GIVEN EXERCISE A
According to the excerpt on urban design competitions, in what month and year did Nicolas Sarkozy remark that Paris lacked a communauté urbaine?
GIVEN EXERCISE B
Reproduce word for word the passage of the excerpt on urban design competitions that begins at the words "In the next" and stops after "trading zone approach.".

>> start EXCERPT PROVIDED

More innovative forms of design competitions can be found with some in-depth research.5 Several experiences in fact could be cited that show how idea competitions are taking on a different role. They may be open to different experts or non-experts, in particular local residents. They can ask about physical transformation, but they might require simple ideas rather than complex technical products and can be developed not only by public administrations and cities in particular but by social foundations – NGOs, for example, as well as by private subjects. They might promise very small monetary prizes but nevertheless aim at promoting high public visibility. They might foster public imagination or social activation and empowerment, or they might think about a specific site, but more interestingly, they might question a broader context. In this respect, we are now experiencing the emergence of a new role for urban design competitions, transforming the more common requests for qualifications into open idea competitions, which has to do with some of the planning problems that we cited in the first section (see, in this regard, the history of IBA, International Building Exhibitions in Germany, which turned from architectural exhibitions to broader occasions of reinventing the city).6

In the next paragraph, we will present two cases selected among others7 in order to better highlight the nature of this shift in the role and meaning of competitions: they will be analysed in a trading zone perspective in order to highlight the elements relevant to a general conclusion about planning in light of the trading zone approach.

3.4 Cases

3.4.1 ‘Grand Pari(s) de l’agglomeration parisienne’

3.4.1.1 The Process and the Context

In June 2007, celebrating the opening of the new air terminal in the Charles de Gaulle Airport, the President of the French Republic Nicolas Sarkozy reminded the public that ‘Paris est la seule agglomération de France a ne pas avoir de communauté urbaine’ (Paris is the only French urban agglomeration that does not have one “communautè urbaine). At the same time, Roger Karoutchi, state secretary, ‘chargé des relations avec le parlement’, announced the preparation of a law concerning the ‘organisation of the Paris region’ opening a dedicated website. Just a few months later in the same year, Sarkozy launched a ‘nouveau projet d’aménagement global de Grand Paris’ through an international consultation dedicated to the future of Paris. A two-phase invited competition was then organised, and multidisciplinary architect-coordinated teams were invited to reflect upon two topics: the future of the city and the upcoming challenges in light of the Kyoto protocol. On the basis of the slogan, ‘the project first and then governance’, the competition’s declared aim was to leave space to free imagination, leaving in the background the operative dimension and government and governance problems which had for a long time the city in facing problems and thinking about its future. In fact, no mention was made in the call about the problems of territorial governance of the Paris area. Despite the fact that the title itself contains the issue – ‘Grand Pari(s) de l’agglomeration parisienne’ – the call asked participants to concentrate essentially on the city’s future in a sustainable development perspective.

>> end EXCERPT PROVIDED
>> start PROVIDED DATA

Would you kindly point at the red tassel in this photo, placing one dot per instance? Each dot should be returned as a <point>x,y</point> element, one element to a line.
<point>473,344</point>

>> end PROVIDED DATA

TASK RESPONSE A
June 2007

TASK RESPONSE B
In the next paragraph, we will present two cases selected among others7 in order to better highlight the nature of this shift in the role and meaning of competitions: they will be analysed in a trading zone perspective in order to highlight the elements relevant to a general conclusion about planning in light of the trading zone approach.